Write out, word for word, every line from the one containing "Reviewer note: confirm that each instance of the asphalt" through the last line of the records below, both ends included.

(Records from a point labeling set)

▼

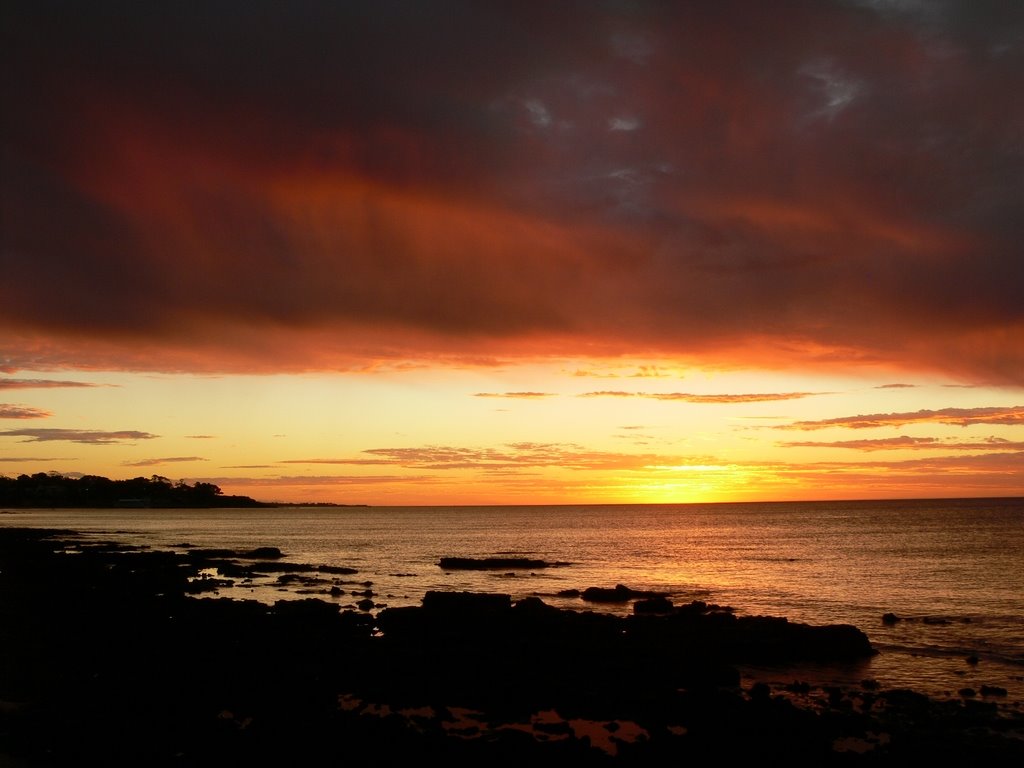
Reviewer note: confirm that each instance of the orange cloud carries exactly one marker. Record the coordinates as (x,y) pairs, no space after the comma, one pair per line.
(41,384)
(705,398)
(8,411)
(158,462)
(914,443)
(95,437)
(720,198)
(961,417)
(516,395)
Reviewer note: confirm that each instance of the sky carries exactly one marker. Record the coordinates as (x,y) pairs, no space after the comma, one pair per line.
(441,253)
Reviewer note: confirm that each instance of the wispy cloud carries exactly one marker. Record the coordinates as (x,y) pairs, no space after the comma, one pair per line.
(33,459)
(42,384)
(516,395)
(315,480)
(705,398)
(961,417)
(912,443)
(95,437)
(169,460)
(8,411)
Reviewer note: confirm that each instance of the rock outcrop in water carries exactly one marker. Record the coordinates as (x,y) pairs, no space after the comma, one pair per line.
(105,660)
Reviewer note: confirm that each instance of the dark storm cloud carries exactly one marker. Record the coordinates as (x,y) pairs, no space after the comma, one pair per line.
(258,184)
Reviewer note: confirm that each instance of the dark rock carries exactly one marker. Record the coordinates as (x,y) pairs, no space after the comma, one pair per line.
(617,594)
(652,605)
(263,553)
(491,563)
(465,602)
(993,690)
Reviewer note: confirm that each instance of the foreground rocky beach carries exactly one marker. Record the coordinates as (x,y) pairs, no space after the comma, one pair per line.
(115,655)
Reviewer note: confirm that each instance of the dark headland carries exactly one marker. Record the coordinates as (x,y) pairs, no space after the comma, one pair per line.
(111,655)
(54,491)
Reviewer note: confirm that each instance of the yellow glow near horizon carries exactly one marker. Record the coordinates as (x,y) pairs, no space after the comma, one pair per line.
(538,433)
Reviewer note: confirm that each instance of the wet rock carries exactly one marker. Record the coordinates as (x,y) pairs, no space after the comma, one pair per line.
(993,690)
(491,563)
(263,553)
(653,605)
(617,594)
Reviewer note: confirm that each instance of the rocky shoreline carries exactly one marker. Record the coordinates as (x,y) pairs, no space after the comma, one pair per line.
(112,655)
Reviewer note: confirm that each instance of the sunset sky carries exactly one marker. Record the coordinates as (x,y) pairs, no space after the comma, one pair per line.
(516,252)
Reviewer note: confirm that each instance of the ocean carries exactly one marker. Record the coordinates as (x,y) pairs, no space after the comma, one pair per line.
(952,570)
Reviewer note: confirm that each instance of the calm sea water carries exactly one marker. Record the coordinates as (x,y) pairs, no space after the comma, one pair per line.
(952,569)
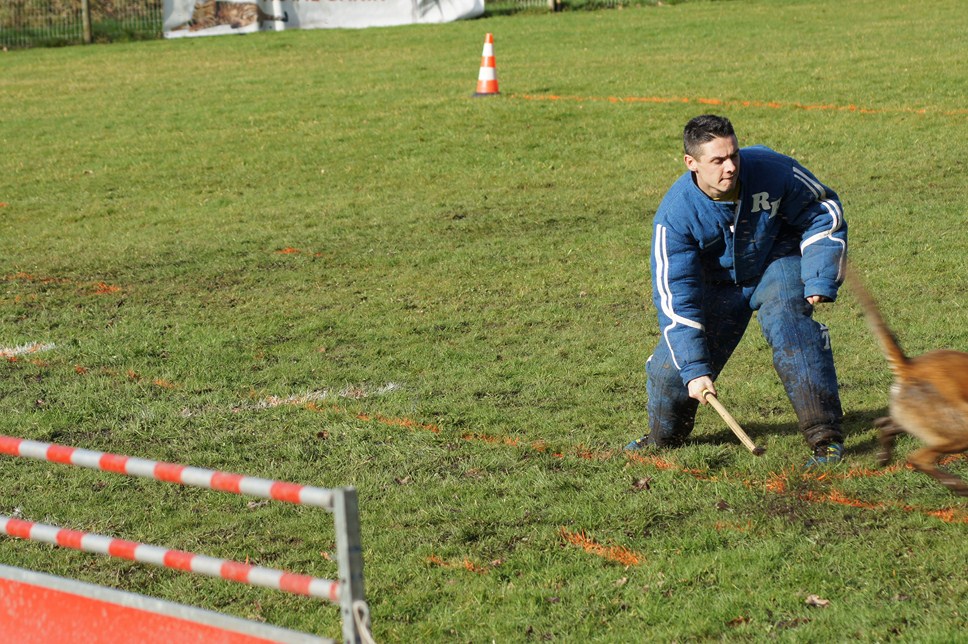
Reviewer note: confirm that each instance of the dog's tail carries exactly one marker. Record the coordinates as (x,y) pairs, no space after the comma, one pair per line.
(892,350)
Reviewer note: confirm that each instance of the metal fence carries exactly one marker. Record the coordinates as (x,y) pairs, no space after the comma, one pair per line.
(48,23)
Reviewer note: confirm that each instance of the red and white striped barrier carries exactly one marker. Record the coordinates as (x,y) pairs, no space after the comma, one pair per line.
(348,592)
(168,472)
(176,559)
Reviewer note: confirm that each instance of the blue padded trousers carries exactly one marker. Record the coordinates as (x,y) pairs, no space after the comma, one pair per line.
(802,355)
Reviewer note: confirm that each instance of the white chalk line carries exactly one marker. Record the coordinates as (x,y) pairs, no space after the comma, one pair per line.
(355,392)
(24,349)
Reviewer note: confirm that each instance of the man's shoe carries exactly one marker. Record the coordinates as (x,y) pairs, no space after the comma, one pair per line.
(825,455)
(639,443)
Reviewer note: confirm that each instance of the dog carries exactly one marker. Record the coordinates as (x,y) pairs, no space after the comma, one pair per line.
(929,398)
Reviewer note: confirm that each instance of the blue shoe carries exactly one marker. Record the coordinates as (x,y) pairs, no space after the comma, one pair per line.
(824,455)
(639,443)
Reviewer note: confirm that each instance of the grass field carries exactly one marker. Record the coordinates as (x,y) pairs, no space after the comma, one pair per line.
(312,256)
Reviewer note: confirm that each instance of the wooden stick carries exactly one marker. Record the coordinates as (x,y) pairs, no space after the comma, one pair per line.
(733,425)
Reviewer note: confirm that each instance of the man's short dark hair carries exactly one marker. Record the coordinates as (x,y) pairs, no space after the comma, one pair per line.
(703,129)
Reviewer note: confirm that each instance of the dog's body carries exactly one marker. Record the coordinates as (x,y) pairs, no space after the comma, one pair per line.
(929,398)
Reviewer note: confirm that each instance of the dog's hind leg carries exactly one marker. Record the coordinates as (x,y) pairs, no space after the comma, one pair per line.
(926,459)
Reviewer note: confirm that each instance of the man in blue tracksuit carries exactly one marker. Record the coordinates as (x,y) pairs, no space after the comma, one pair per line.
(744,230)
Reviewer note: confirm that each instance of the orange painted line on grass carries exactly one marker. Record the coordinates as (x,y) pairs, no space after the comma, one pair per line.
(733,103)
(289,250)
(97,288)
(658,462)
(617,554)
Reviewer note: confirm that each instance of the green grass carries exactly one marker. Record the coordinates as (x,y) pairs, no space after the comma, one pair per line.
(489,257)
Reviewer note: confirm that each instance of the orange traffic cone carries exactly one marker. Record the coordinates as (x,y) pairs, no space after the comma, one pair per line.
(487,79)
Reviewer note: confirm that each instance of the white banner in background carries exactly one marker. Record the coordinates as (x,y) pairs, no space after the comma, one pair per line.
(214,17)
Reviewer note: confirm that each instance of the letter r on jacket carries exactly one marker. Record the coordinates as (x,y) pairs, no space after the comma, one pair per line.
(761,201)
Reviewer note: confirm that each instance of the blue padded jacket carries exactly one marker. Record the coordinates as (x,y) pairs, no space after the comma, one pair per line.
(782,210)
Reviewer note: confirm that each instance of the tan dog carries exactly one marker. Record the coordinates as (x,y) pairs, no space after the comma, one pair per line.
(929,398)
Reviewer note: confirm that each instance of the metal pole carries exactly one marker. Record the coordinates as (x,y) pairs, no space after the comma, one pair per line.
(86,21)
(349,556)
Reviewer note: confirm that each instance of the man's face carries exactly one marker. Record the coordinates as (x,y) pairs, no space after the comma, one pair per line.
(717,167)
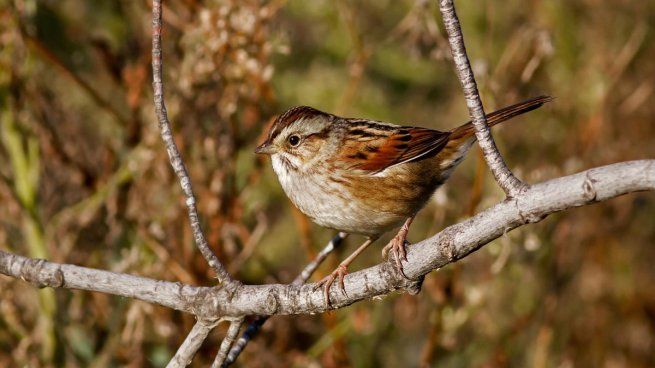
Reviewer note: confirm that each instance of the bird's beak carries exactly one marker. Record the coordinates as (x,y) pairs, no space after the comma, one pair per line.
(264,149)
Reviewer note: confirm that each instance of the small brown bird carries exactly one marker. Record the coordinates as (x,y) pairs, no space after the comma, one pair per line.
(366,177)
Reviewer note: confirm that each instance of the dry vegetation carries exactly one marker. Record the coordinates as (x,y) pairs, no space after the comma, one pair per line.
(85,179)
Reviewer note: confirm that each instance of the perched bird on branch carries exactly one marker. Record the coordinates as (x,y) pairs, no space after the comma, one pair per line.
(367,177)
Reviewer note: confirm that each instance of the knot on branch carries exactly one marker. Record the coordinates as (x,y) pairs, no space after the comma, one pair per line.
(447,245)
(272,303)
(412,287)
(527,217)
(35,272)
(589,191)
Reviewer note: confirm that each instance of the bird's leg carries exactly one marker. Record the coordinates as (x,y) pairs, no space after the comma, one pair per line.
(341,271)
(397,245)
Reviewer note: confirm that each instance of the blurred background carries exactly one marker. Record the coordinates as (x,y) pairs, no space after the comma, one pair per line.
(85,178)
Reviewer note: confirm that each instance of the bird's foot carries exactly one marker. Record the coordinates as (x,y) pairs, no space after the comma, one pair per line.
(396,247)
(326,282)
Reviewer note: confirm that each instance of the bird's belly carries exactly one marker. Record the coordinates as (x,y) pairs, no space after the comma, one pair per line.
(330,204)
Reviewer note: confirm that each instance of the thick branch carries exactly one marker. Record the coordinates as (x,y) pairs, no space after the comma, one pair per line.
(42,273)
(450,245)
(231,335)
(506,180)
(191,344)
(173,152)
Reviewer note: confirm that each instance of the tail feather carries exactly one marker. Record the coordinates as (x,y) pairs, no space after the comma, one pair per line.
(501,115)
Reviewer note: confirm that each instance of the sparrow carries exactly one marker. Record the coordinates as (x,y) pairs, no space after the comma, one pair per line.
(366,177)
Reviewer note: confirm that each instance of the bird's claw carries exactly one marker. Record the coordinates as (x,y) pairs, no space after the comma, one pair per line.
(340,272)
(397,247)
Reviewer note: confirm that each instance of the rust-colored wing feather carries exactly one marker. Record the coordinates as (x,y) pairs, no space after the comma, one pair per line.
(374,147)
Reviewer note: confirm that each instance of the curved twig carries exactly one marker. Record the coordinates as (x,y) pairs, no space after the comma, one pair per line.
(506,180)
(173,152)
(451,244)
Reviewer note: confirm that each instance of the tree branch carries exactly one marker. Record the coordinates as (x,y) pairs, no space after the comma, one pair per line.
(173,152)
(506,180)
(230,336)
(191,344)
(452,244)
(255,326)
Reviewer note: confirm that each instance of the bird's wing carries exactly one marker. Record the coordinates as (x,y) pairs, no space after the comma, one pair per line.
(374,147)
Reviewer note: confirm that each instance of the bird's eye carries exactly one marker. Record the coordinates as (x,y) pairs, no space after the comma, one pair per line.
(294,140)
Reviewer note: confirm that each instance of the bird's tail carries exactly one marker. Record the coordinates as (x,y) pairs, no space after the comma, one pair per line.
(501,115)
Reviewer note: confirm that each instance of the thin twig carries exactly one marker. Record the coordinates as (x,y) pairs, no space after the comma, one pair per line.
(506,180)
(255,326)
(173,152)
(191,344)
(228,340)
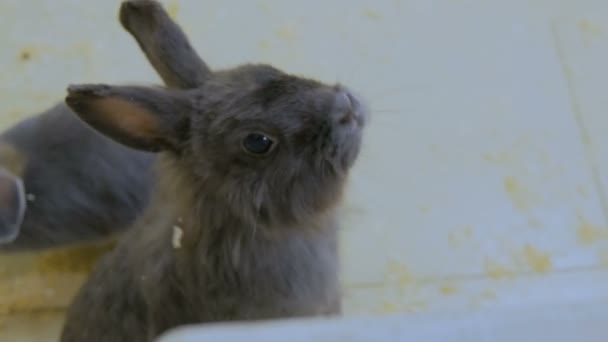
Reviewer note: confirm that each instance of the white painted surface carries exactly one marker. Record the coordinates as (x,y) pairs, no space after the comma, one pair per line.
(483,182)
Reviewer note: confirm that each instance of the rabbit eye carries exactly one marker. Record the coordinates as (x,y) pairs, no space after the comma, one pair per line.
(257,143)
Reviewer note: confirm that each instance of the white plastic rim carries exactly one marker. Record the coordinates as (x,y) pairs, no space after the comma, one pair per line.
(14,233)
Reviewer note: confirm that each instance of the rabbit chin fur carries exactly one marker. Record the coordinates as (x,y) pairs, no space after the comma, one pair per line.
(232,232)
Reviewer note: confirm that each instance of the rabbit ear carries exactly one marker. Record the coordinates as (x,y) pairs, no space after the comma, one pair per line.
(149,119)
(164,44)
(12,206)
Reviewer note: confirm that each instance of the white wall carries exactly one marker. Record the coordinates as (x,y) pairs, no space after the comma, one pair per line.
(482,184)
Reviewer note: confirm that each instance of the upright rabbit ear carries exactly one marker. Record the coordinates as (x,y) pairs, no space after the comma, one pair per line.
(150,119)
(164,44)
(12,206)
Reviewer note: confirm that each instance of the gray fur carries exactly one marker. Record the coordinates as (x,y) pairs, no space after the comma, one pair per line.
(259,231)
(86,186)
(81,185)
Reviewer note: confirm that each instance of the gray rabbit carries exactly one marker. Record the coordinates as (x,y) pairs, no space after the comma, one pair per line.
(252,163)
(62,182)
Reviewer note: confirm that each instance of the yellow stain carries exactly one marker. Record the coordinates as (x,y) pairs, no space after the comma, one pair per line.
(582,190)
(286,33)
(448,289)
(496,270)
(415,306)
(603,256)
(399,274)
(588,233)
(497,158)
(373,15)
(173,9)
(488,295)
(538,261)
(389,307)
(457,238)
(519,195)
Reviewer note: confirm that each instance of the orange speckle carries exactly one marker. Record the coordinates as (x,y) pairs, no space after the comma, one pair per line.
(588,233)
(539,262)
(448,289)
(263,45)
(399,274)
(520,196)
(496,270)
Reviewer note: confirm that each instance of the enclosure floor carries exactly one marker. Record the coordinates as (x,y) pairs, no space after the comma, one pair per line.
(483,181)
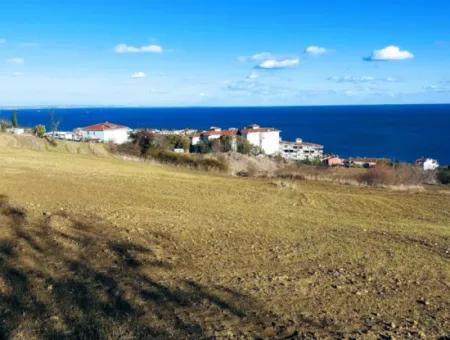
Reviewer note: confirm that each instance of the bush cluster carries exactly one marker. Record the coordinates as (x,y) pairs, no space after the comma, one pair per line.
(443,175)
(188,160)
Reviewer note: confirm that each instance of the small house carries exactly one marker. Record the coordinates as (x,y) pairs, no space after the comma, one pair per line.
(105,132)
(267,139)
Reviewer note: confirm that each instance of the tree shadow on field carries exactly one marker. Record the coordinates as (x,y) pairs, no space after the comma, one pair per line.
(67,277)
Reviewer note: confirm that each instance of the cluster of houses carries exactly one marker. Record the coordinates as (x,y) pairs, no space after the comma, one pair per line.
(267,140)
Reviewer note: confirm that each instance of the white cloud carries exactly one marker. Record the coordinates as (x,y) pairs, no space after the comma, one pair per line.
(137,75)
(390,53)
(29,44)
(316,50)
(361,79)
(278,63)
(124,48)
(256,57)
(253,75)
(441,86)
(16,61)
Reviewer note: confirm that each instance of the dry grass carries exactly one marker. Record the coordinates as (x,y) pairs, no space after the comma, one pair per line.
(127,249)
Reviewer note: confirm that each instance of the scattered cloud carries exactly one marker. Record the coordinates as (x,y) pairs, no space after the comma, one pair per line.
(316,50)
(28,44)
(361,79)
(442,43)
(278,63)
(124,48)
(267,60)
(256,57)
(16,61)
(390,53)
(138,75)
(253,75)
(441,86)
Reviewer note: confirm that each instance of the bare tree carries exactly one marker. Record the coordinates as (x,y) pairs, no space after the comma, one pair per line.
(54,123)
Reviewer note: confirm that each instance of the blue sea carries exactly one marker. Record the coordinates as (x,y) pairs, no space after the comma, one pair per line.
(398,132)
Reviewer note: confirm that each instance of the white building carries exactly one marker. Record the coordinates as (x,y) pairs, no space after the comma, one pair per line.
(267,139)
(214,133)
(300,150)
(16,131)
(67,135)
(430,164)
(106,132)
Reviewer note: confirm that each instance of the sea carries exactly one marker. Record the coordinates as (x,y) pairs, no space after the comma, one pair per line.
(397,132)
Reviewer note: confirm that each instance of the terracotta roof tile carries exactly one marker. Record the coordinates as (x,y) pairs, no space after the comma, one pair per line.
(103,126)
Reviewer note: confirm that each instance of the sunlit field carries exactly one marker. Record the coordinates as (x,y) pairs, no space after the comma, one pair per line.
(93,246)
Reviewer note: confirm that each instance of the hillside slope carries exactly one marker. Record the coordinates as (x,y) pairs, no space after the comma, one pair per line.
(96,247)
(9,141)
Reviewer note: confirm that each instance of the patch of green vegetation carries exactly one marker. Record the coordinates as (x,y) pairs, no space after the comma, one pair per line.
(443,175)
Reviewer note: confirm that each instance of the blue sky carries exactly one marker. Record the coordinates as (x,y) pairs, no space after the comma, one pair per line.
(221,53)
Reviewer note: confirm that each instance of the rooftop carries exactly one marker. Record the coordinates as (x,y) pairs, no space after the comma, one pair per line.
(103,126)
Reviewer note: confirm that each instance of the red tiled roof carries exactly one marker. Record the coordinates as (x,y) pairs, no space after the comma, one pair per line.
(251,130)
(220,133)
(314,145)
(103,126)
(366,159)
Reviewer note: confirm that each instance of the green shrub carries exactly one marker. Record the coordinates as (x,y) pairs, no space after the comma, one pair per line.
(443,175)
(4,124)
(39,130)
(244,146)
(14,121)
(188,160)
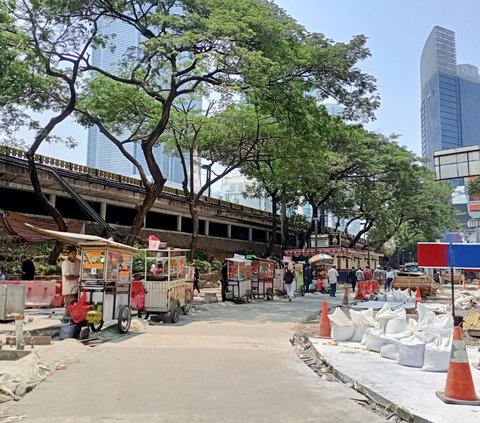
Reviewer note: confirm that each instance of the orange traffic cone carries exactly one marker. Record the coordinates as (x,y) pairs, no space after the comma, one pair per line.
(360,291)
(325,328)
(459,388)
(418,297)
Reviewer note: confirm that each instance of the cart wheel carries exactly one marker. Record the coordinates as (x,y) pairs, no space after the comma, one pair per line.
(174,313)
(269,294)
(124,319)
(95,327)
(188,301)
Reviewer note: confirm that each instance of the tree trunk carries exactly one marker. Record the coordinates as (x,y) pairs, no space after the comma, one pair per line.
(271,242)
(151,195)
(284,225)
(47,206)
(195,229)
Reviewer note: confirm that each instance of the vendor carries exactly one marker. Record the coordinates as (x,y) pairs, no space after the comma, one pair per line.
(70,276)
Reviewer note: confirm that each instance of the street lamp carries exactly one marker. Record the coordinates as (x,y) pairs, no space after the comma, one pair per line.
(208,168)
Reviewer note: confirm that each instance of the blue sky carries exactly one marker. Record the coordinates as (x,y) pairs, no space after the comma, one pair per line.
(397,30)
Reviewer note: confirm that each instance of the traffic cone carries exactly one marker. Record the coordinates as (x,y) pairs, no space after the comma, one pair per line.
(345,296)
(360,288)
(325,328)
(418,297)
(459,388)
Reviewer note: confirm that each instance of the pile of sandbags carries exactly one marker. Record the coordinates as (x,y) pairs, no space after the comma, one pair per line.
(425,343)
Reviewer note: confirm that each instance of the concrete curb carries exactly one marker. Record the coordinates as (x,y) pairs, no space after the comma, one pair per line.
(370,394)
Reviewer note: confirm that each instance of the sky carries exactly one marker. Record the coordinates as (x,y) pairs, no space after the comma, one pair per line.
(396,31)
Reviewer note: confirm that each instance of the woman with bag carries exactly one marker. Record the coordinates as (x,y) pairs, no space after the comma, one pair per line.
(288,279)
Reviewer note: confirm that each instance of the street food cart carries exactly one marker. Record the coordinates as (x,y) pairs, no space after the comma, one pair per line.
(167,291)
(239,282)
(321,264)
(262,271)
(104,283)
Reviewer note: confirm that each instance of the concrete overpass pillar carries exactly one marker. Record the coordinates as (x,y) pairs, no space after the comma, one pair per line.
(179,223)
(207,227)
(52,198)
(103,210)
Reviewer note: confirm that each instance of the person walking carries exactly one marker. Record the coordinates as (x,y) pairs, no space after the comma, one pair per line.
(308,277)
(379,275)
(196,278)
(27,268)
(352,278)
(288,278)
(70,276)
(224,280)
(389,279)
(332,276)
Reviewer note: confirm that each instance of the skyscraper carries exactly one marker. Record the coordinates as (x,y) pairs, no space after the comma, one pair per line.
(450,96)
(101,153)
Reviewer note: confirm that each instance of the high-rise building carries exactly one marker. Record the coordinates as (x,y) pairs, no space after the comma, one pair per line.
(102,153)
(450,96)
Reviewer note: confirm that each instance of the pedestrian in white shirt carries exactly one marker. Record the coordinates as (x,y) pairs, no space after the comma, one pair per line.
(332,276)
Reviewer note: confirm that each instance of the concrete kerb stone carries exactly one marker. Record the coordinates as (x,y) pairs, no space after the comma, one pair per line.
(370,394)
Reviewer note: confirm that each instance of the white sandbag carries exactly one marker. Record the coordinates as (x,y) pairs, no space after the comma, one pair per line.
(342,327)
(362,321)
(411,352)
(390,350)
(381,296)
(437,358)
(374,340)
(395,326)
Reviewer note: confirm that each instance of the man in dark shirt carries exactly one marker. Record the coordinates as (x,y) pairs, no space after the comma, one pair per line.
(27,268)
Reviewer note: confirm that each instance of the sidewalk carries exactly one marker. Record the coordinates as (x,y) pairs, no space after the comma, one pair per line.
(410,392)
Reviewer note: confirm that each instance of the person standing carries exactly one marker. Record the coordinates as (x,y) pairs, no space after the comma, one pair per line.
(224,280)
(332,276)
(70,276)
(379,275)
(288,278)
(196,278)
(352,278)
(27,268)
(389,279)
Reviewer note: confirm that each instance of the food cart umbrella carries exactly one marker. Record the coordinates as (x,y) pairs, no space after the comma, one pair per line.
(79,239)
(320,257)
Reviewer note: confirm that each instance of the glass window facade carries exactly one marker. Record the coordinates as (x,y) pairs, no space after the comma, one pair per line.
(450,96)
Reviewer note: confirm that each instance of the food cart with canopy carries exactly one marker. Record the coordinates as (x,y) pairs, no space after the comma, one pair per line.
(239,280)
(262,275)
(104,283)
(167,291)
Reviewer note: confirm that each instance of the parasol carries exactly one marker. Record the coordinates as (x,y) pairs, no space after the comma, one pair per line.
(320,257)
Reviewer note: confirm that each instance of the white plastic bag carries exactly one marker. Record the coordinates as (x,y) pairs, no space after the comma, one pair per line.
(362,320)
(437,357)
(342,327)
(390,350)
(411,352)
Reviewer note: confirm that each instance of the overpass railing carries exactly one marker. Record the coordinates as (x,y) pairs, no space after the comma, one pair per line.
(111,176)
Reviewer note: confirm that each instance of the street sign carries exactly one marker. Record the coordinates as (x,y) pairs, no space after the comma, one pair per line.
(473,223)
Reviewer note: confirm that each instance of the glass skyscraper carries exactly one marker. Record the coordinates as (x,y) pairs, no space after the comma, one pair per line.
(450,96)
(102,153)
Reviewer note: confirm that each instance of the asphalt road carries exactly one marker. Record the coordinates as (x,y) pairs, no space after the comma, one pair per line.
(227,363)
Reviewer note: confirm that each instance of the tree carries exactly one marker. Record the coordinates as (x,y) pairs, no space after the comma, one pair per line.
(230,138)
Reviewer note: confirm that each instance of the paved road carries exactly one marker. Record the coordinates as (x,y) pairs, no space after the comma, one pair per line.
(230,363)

▲

■ **OUTPUT**:
Reviewer note: confirm that each instance of the asphalt road carries exactly one marker. Record the coordinates as (x,y) pairs, no space after the comma, one pair per line.
(227,363)
Reviewer note: confirm that each instance of the tree carries exactly one marker. Record the coordinates as (x,y) pairs, no space after the comma, one pair per line.
(230,138)
Reviewer note: confirm that each instance of the paved road carries exactly one marker. Record the coordinates as (x,y) pairs, no space after the comma, one pair per line.
(230,363)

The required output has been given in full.